* [ENTRIES SUPPLIED]
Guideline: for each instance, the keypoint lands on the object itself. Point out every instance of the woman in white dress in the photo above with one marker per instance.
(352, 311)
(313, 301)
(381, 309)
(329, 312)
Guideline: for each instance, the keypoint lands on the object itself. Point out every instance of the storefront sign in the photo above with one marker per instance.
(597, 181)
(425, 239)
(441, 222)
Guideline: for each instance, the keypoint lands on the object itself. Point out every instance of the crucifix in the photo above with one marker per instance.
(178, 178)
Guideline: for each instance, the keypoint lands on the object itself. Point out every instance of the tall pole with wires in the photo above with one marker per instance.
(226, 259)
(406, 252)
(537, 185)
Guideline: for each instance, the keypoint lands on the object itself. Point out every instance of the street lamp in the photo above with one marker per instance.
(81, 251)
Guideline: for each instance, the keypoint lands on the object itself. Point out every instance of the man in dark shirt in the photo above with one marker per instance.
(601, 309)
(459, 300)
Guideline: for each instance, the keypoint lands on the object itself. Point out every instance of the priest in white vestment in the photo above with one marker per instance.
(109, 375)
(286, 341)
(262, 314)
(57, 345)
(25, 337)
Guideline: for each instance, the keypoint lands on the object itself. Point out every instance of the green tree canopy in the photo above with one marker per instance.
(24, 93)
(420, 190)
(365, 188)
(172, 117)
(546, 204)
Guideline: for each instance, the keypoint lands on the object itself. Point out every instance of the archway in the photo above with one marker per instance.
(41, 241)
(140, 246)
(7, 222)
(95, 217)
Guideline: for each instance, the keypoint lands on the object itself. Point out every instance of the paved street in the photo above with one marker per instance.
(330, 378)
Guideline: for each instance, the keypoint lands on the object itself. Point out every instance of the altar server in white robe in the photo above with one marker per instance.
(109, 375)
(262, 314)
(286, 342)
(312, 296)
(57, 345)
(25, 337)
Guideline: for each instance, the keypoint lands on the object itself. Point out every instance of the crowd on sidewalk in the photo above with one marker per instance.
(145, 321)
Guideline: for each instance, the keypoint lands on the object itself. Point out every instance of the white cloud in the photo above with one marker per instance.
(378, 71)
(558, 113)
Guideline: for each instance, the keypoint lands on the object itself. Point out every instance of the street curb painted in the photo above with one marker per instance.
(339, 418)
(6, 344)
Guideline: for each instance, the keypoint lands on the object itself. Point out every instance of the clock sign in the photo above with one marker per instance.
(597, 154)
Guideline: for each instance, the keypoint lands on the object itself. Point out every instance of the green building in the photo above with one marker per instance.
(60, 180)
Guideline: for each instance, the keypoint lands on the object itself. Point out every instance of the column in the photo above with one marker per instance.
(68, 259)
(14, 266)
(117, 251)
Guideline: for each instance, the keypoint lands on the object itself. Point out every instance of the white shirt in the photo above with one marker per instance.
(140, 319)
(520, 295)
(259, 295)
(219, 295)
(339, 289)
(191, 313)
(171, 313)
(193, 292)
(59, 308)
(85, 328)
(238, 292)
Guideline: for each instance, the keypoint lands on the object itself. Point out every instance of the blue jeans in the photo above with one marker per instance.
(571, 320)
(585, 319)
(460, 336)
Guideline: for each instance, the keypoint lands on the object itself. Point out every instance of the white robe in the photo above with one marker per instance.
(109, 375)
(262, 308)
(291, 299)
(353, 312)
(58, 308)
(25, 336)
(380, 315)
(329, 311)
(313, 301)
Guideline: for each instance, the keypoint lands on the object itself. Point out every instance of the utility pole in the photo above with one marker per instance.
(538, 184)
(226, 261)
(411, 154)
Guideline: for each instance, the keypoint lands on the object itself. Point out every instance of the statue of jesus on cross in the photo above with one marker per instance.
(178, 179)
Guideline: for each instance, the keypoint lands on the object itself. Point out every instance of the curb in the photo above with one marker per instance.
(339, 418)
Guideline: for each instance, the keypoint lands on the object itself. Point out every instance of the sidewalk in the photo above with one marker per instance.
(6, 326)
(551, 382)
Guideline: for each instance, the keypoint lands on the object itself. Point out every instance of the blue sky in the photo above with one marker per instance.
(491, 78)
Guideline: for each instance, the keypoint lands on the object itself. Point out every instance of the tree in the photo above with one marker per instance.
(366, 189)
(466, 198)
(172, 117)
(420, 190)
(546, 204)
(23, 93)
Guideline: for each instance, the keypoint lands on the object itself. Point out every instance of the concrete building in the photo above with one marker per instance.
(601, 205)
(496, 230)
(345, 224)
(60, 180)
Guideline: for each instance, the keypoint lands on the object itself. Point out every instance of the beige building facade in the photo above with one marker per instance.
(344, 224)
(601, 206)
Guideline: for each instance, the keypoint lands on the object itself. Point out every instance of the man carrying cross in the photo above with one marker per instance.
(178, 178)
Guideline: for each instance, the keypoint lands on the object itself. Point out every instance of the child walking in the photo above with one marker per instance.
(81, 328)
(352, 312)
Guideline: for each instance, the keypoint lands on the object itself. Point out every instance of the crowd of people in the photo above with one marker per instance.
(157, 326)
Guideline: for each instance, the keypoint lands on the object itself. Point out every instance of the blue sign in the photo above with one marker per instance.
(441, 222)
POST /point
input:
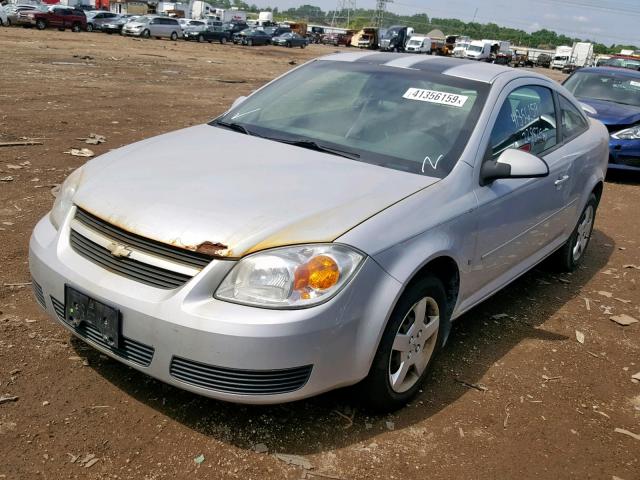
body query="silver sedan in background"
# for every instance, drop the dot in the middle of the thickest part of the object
(326, 230)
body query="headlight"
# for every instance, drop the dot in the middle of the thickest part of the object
(290, 277)
(632, 133)
(64, 199)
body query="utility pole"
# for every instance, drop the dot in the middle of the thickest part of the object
(343, 12)
(381, 8)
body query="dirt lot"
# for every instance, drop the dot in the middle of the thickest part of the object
(551, 404)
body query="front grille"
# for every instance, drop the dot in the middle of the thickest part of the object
(38, 293)
(139, 271)
(130, 349)
(153, 247)
(239, 382)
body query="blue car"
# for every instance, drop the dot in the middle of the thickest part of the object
(612, 95)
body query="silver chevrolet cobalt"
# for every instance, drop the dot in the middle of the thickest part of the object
(326, 230)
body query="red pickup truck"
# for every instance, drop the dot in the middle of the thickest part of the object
(58, 17)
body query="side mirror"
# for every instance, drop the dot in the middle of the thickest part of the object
(238, 101)
(513, 163)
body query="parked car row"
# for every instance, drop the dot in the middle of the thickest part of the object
(149, 26)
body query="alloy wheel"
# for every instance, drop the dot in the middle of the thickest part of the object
(583, 233)
(414, 344)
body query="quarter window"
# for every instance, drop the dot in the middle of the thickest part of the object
(527, 121)
(573, 122)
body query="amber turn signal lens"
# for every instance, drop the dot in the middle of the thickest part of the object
(319, 273)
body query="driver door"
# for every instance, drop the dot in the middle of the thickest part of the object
(520, 220)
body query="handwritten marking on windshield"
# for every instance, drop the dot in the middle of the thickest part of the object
(238, 115)
(433, 165)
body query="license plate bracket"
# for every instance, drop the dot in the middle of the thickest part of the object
(81, 309)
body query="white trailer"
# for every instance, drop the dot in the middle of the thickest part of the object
(561, 57)
(229, 15)
(581, 55)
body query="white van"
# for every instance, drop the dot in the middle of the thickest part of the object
(418, 44)
(479, 50)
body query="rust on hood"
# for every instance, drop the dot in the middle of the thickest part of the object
(213, 249)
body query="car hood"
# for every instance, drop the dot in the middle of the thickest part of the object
(611, 113)
(205, 186)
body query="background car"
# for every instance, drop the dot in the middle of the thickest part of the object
(290, 39)
(210, 34)
(193, 26)
(18, 14)
(612, 95)
(96, 19)
(59, 17)
(255, 37)
(153, 26)
(115, 25)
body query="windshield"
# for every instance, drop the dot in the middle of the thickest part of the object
(403, 119)
(608, 87)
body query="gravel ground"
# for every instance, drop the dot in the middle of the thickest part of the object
(547, 406)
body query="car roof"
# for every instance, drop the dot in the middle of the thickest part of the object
(627, 72)
(456, 67)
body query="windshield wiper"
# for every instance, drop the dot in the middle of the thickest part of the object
(318, 147)
(236, 127)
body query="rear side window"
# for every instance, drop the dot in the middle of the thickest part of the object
(573, 122)
(526, 121)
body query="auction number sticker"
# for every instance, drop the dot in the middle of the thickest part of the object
(433, 96)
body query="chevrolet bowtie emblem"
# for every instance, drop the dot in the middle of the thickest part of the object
(118, 250)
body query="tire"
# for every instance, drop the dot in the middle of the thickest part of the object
(570, 255)
(406, 351)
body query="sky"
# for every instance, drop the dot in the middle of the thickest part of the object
(605, 21)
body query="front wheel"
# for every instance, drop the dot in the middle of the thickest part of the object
(571, 253)
(414, 334)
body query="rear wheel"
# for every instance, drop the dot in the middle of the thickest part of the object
(571, 253)
(415, 332)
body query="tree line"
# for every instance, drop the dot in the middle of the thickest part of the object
(361, 17)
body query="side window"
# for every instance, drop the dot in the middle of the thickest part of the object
(526, 121)
(573, 122)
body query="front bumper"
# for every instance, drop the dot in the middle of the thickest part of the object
(334, 341)
(624, 154)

* [TO DO] Show every line of the data above that contains the string "shirt". Case counts.

* [SOLUTION]
Guideline: for each instance, the keypoint lands on the object itself. Point out every instance of the man in dark shirt in the photo above with one marker per instance.
Guideline: for each instance, the keypoint lands on the object itself. Point out every instance of the white shirt in the photo above with one marker per instance.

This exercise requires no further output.